> [REQUIRED TASK]:
Print verbatim every line of the records from the one containing "the stone archway?" down through the end of the records, including both of those ends.

> [DATASET]:

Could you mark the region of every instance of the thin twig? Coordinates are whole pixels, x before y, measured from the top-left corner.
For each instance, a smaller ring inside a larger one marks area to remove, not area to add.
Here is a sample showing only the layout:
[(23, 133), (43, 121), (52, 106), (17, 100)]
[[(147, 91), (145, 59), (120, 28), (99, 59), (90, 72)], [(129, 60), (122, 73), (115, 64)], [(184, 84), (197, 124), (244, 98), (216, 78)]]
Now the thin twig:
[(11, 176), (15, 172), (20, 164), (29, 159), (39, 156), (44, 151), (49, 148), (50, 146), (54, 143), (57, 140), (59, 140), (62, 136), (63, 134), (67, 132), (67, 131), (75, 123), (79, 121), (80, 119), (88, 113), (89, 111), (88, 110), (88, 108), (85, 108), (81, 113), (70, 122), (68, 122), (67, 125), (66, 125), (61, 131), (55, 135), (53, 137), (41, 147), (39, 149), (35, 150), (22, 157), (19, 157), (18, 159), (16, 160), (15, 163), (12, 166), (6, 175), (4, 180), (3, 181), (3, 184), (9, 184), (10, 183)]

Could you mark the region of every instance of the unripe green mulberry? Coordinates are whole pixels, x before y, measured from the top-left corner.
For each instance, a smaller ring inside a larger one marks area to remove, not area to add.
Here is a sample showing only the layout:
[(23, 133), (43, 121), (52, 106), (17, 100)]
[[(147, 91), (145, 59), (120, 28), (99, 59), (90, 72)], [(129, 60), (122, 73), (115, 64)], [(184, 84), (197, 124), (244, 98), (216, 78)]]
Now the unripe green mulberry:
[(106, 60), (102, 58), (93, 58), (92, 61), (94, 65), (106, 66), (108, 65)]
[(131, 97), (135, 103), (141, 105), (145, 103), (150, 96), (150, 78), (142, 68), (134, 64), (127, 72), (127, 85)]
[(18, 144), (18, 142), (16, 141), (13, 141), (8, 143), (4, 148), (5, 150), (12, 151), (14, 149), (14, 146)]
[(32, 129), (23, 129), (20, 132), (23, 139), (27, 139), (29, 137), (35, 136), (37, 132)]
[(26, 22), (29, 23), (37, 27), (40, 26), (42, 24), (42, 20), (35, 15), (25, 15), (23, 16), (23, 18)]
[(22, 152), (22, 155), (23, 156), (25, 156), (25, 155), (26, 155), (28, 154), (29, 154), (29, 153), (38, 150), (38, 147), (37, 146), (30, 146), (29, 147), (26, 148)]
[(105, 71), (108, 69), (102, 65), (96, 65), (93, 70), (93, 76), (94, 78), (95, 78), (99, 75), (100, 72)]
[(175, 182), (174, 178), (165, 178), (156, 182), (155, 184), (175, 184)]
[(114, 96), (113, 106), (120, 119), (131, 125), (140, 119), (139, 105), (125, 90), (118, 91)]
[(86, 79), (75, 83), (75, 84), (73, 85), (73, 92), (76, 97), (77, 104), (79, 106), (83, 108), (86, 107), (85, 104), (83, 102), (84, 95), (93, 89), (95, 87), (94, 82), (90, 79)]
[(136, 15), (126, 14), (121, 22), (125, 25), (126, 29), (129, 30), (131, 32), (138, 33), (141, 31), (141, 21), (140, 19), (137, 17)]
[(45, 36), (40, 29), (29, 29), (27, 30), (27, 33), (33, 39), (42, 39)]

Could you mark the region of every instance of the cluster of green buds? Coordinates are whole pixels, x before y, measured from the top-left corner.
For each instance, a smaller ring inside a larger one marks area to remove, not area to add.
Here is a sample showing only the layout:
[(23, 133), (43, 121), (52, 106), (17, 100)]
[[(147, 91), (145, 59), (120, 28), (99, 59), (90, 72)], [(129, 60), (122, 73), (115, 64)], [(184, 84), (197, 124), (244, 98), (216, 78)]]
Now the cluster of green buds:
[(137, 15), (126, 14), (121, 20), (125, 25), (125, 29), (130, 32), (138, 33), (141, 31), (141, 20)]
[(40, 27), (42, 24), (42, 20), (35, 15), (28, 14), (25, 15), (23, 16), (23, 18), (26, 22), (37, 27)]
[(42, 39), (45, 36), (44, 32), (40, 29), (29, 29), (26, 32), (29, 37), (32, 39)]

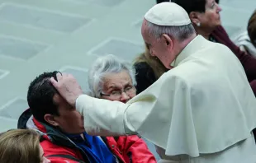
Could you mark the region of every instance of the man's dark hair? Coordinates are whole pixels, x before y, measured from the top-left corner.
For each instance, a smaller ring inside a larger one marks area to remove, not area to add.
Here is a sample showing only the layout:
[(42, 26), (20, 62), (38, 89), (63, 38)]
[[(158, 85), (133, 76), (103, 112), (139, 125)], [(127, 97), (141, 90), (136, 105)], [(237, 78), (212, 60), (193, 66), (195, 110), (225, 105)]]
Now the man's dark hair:
[(188, 15), (192, 12), (206, 12), (206, 0), (172, 0), (172, 2), (184, 8)]
[(33, 80), (28, 88), (27, 102), (35, 119), (46, 123), (44, 116), (46, 114), (59, 115), (58, 105), (54, 101), (54, 95), (59, 94), (50, 82), (50, 77), (57, 80), (59, 72), (44, 72)]

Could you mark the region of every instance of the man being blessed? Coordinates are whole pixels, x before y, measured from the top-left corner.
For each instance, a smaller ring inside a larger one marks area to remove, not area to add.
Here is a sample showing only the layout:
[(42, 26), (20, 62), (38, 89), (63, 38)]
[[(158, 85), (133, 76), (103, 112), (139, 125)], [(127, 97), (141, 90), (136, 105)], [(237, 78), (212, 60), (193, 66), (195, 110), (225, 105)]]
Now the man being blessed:
[(83, 95), (69, 74), (51, 79), (84, 116), (86, 132), (140, 134), (167, 162), (256, 162), (256, 100), (235, 55), (197, 35), (173, 2), (149, 9), (141, 33), (151, 54), (172, 70), (126, 104)]

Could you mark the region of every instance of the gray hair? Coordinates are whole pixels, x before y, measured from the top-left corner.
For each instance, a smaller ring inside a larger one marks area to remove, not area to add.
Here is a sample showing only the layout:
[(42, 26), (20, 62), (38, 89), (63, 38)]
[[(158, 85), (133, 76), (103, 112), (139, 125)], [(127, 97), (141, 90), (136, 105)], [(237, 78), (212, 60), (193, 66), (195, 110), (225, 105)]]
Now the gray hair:
[(104, 77), (110, 73), (119, 73), (124, 70), (129, 73), (133, 86), (136, 86), (135, 70), (131, 64), (111, 54), (98, 58), (89, 70), (88, 94), (99, 98), (103, 87)]
[(182, 42), (196, 33), (195, 28), (192, 24), (180, 26), (158, 26), (148, 21), (146, 24), (149, 34), (156, 39), (159, 39), (163, 34), (166, 34)]

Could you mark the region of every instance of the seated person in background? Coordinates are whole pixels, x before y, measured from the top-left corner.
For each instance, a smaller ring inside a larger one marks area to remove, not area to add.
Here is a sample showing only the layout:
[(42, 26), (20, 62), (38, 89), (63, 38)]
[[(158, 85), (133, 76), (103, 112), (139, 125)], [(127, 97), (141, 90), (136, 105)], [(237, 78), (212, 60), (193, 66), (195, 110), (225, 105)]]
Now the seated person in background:
[(40, 133), (45, 156), (53, 163), (119, 162), (119, 158), (100, 137), (85, 133), (83, 117), (52, 86), (50, 78), (56, 79), (57, 73), (45, 72), (30, 84), (27, 93), (30, 109), (21, 115), (18, 128)]
[(33, 130), (12, 129), (0, 134), (1, 163), (50, 163)]
[(242, 51), (256, 58), (256, 11), (249, 21), (247, 30), (235, 35), (232, 40)]
[[(136, 95), (135, 70), (113, 55), (99, 58), (89, 71), (89, 95), (109, 100), (126, 103)], [(112, 152), (119, 153), (125, 162), (156, 162), (146, 143), (140, 137), (107, 137)]]
[[(215, 0), (172, 0), (186, 10), (197, 33), (212, 42), (227, 46), (239, 59), (247, 79), (256, 95), (256, 58), (241, 51), (230, 39), (221, 26), (220, 7)], [(220, 58), (221, 59), (221, 58)], [(228, 64), (228, 63), (227, 63)]]

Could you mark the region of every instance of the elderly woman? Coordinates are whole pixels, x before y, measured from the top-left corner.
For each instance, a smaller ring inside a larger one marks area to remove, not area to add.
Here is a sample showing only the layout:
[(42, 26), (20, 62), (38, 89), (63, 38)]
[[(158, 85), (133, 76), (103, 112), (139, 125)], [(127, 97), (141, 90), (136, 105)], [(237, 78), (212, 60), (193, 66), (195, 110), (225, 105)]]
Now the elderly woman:
[(0, 135), (0, 162), (2, 163), (50, 163), (44, 156), (36, 131), (12, 129)]
[[(136, 95), (135, 72), (113, 55), (98, 58), (89, 71), (89, 94), (97, 98), (127, 102)], [(105, 139), (105, 137), (103, 137)], [(138, 136), (107, 137), (124, 162), (156, 162), (146, 143)]]
[[(172, 0), (172, 2), (186, 10), (198, 35), (211, 41), (223, 44), (232, 50), (241, 62), (248, 81), (254, 89), (255, 87), (254, 80), (256, 80), (256, 58), (241, 51), (230, 40), (221, 26), (220, 16), (221, 8), (218, 3), (215, 0)], [(255, 94), (256, 90), (253, 91)]]

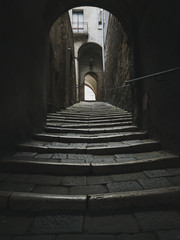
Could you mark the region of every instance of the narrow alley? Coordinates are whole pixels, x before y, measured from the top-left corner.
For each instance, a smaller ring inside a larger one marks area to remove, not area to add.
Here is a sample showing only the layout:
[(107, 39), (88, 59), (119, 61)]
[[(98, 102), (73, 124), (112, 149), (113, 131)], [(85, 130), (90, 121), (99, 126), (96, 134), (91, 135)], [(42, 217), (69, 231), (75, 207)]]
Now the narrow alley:
[(180, 1), (1, 10), (0, 240), (180, 240)]
[(178, 239), (179, 157), (131, 113), (80, 102), (44, 130), (0, 162), (1, 239)]

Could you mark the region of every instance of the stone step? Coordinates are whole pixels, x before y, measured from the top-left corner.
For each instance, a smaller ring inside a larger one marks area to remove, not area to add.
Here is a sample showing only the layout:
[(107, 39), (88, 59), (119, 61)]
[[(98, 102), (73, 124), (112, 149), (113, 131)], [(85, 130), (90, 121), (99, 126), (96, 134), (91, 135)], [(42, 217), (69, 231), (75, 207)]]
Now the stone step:
[(58, 123), (77, 123), (77, 124), (102, 124), (102, 123), (119, 123), (119, 122), (128, 122), (132, 121), (132, 117), (123, 117), (123, 118), (115, 118), (115, 119), (107, 119), (107, 120), (69, 120), (59, 117), (47, 117), (46, 122), (58, 122)]
[(48, 127), (62, 127), (62, 128), (108, 128), (108, 127), (120, 127), (120, 126), (129, 126), (132, 125), (132, 121), (118, 122), (118, 123), (79, 123), (79, 124), (66, 124), (66, 123), (58, 123), (58, 122), (48, 122), (46, 126)]
[[(61, 160), (58, 158), (42, 159), (9, 157), (0, 161), (1, 172), (23, 173), (23, 174), (51, 174), (57, 176), (100, 176), (109, 174), (131, 173), (152, 169), (165, 169), (172, 167), (180, 167), (179, 156), (158, 152), (148, 152), (147, 156), (136, 154), (136, 158), (129, 157), (128, 154), (121, 154), (117, 156), (116, 162), (111, 160), (101, 162), (100, 159), (87, 161), (86, 163), (72, 160)], [(57, 157), (57, 156), (56, 156)], [(81, 159), (84, 158), (81, 157)], [(53, 161), (57, 159), (57, 161)]]
[(61, 134), (47, 134), (40, 133), (34, 135), (34, 139), (37, 141), (49, 141), (49, 142), (62, 142), (62, 143), (102, 143), (102, 142), (115, 142), (135, 139), (146, 139), (147, 132), (125, 132), (111, 135), (100, 135), (100, 136), (77, 136), (77, 135), (65, 135)]
[(100, 133), (117, 133), (117, 132), (133, 132), (138, 128), (134, 125), (120, 126), (120, 127), (108, 127), (108, 128), (61, 128), (61, 127), (45, 127), (47, 133), (73, 133), (73, 134), (100, 134)]
[(178, 206), (179, 200), (180, 168), (108, 176), (1, 174), (1, 209), (104, 212)]
[(62, 115), (59, 115), (59, 114), (48, 114), (47, 115), (48, 118), (58, 118), (58, 119), (65, 119), (65, 120), (83, 120), (83, 121), (100, 121), (100, 120), (116, 120), (116, 119), (122, 119), (122, 118), (132, 118), (132, 115), (131, 114), (124, 114), (124, 115), (117, 115), (117, 116), (94, 116), (94, 117), (91, 117), (91, 116), (75, 116), (75, 115), (72, 115), (72, 116), (62, 116)]
[(152, 206), (178, 207), (180, 187), (89, 195), (61, 195), (0, 191), (1, 210), (86, 213)]
[(156, 151), (160, 149), (160, 143), (155, 140), (129, 140), (109, 143), (46, 143), (32, 141), (17, 145), (18, 151), (38, 153), (76, 153), (110, 155), (117, 153), (137, 153)]

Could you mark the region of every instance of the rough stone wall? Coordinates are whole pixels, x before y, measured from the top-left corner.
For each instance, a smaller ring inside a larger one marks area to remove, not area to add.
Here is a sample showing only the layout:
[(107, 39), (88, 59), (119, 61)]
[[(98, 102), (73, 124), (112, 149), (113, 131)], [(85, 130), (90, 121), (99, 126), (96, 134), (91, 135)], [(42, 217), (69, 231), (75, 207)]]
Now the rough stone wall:
[(66, 108), (76, 101), (73, 33), (68, 13), (50, 31), (48, 111)]
[(122, 87), (134, 74), (132, 43), (128, 42), (121, 23), (110, 15), (105, 42), (104, 99), (131, 111), (131, 89)]
[[(180, 66), (180, 2), (152, 1), (138, 19), (138, 76)], [(180, 153), (180, 71), (136, 83), (138, 125)]]

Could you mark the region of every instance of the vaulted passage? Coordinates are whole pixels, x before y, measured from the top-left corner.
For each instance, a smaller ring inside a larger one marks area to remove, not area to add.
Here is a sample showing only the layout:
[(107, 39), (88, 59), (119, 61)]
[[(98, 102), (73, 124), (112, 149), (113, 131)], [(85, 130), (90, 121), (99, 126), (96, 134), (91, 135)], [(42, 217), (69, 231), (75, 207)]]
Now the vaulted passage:
[(1, 8), (0, 239), (178, 239), (180, 2)]

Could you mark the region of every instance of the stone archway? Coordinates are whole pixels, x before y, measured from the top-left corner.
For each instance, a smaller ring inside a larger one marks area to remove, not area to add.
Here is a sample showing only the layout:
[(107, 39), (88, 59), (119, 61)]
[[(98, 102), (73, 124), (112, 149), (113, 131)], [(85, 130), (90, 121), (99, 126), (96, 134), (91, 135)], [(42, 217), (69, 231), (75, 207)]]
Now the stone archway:
[[(93, 100), (98, 99), (98, 76), (93, 73), (89, 72), (85, 75), (84, 78), (84, 99), (87, 100), (87, 87), (92, 90), (94, 93)], [(93, 95), (93, 94), (92, 94)]]
[[(97, 82), (96, 89), (94, 88), (97, 96), (97, 89), (102, 86), (102, 48), (96, 43), (87, 43), (80, 47), (78, 52), (79, 62), (79, 96), (80, 100), (84, 100), (84, 85), (85, 77), (87, 74), (94, 81)], [(98, 81), (97, 81), (98, 78)], [(93, 88), (93, 87), (92, 87)]]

> [EXERCISE RESULT]:
Could you mark the region of every instance of the stone archway? Coordinates are whole pixels, x before y, measured from the top-left corner.
For each instance, a smaller ring inside a larger one marks area to remove, not area to add.
Here is a sample showing only the layout:
[(107, 39), (88, 59), (119, 61)]
[[(98, 102), (73, 124), (112, 149), (113, 131)], [(85, 130), (90, 121), (99, 126), (96, 134), (91, 135)], [(42, 217), (69, 231), (75, 207)]]
Now the stone archway:
[[(93, 100), (98, 99), (98, 76), (93, 73), (89, 72), (85, 75), (84, 78), (84, 99), (87, 100), (87, 87), (92, 90), (94, 93)], [(93, 95), (93, 94), (92, 94)]]
[[(97, 82), (96, 89), (94, 88), (97, 96), (97, 89), (102, 86), (102, 48), (96, 43), (87, 43), (80, 47), (78, 52), (79, 62), (79, 96), (80, 100), (84, 100), (84, 85), (85, 77), (87, 74), (94, 81)], [(98, 81), (97, 81), (98, 78)], [(93, 88), (93, 87), (92, 87)]]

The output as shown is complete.